Top of Document section

Yes, they will go to sleep (powersaving mode). However if problem is on printer side should be this consistent (e.g. incomplete ARP entry on client and on router)?

That would be if the router would provide ARP resolution for the clients, which to my understanding (and I might be wrong) it is not and the router as well as each client resolving ARP on their own.

https://www.tummy.com/articles/networking-basics-how-arp-works/

ARP stands for Address Resolution Protocol. When you try to ping an IP address on your local network, say 192.168.1.1, your system has to turn the IP address 192.168.1.1 into a MAC address. This involves using ARP to resolve the address, hence its name.

Systems keep an ARP look-up table where they store information about what IP addresses are associated with what MAC addresses. When trying to send a packet to an IP address, the system will first consult this table to see if it already knows the MAC address. If there is a value cached, ARP is not used.

If the IP address is not found in the ARP table, the system will then send a broadcast packet to the network using the ARP protocol to ask “who has 192.168.1.1”. Because it is a broadcast packet, it is sent to a special MAC address that causes all machines on the network to receive it. Any machine with the requested IP address will reply with an ARP packet that says “I am 192.168.1.1”, and this includes the MAC address which can receive packets for that IP.

Your case seems to be either the printers are not receiving the broadcast or responding to the clients or the clients not receiving the response from the printers (power saving mode?).

Perhpas you could narrow it down by changing the power saving intervall or turn it off.

Bottom of Document section
Top of Entries provided

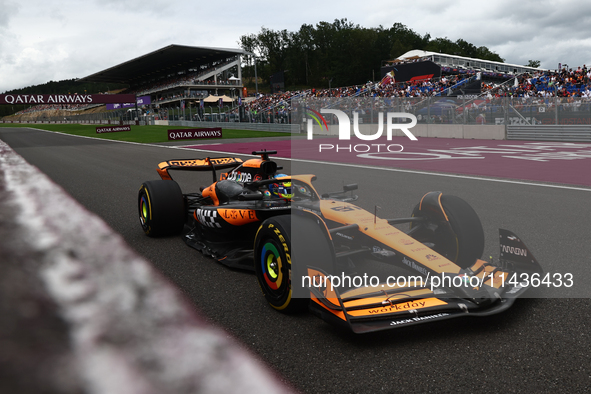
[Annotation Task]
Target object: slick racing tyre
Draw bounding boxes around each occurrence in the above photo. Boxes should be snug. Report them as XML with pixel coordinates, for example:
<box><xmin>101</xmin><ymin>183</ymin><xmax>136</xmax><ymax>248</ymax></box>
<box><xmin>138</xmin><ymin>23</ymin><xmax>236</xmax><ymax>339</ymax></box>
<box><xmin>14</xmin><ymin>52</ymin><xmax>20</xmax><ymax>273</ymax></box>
<box><xmin>138</xmin><ymin>180</ymin><xmax>186</xmax><ymax>237</ymax></box>
<box><xmin>254</xmin><ymin>215</ymin><xmax>308</xmax><ymax>313</ymax></box>
<box><xmin>254</xmin><ymin>215</ymin><xmax>307</xmax><ymax>313</ymax></box>
<box><xmin>411</xmin><ymin>195</ymin><xmax>484</xmax><ymax>268</ymax></box>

Bottom of Entries provided

**Problem set**
1: Echo the part of the ARP forum post that opens with the words containing "Yes, they will" and closes with "on their own.".
2: Using the ARP forum post, answer each question:
(a) What does ARP stand for?
(b) What happens with ARP when a MAC address value is already cached in the look-up table?
(c) To what kind of MAC address is the "who has" broadcast packet sent?
3: Decide whether each statement agrees with the ARP forum post, answering yes or no:
(a) The poster understands the router to provide ARP resolution for the clients.
(b) When sending a packet to an IP address, a system checks its ARP table before anything else.
(c) A machine's ARP reply to the broadcast includes a MAC address.
These records are unrelated to the ARP forum post.

**Your responses**
1:
Yes, they will go to sleep (powersaving mode). However if problem is on printer side should be this consistent (e.g. incomplete ARP entry on client and on router)?

That would be if the router would provide ARP resolution for the clients, which to my understanding (and I might be wrong) it is not and the router as well as each client resolving ARP on their own.

2:
(a) Address Resolution Protocol.
(b) ARP is not used.
(c) A special MAC address that causes all machines on the network to receive it.

3:
(a) No: "to my understanding (and I might be wrong) it is not and the router as well as each client resolving ARP on their own"
(b) Yes: "the system will first consult this table to see if it already knows the MAC address"
(c) Yes: "this includes the MAC address which can receive packets for that IP"